#### Task material:
»»

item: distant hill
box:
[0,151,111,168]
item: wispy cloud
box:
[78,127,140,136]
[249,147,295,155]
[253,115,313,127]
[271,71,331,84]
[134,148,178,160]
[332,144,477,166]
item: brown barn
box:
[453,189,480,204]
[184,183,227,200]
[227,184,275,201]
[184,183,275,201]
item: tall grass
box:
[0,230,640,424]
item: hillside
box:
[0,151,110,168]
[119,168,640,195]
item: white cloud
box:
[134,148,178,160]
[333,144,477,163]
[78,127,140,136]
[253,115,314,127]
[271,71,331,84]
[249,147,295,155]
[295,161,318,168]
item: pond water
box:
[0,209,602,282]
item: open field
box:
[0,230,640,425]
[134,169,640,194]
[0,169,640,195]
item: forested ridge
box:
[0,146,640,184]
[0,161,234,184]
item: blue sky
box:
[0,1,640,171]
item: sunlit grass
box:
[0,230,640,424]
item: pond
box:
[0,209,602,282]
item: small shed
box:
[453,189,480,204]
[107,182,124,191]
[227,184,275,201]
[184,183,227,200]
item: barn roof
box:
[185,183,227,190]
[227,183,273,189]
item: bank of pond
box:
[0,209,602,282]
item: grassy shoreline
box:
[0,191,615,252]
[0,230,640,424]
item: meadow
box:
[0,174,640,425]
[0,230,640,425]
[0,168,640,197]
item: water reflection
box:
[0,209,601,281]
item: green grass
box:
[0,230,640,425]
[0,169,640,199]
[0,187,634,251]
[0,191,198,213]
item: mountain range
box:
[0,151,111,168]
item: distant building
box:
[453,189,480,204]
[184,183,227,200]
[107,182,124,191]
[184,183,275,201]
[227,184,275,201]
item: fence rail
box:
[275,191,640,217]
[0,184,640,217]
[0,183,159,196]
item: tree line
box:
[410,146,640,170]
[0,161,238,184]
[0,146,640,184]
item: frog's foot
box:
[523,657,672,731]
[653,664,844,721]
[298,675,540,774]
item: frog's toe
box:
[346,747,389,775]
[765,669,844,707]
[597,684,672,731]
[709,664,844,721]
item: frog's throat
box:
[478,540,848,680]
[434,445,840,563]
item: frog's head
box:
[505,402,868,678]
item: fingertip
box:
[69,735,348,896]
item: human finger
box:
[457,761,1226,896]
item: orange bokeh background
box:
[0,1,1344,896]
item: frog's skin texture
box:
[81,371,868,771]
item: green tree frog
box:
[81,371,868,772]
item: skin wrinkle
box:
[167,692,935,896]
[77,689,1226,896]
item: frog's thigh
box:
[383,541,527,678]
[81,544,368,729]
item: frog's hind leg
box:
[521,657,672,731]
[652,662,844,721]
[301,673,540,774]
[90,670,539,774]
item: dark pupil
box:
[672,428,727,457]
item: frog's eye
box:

««

#### Goal:
In the stretch of the listing that begins with the line containing "item: frog's toe" and runs through the end of the listing, change every "item" to "label" and give back only those lines, with nothing else altered.

#### Task solution:
label: frog's toe
box:
[346,747,389,775]
[765,669,844,707]
[597,684,672,731]
[709,664,844,721]
label: frog's throat
box:
[478,540,848,680]
[434,445,840,563]
label: frog's head
box:
[505,402,868,678]
label: fingertip
box:
[69,735,348,896]
label: human finger
box:
[457,761,1226,896]
label: orange bokeh background
box:
[0,1,1344,896]
label: frog's skin texture
box:
[81,371,868,771]
label: green tree frog
box:
[81,371,868,772]
label: skin wrinkle
box:
[167,692,935,896]
[77,689,1226,896]
label: frog's thigh
box:
[383,541,527,678]
[81,544,368,729]
label: frog's hind leg
box:
[521,657,672,731]
[652,662,844,721]
[301,673,540,774]
[90,670,539,774]
label: dark pupil
box:
[672,428,727,457]
label: frog's eye
box:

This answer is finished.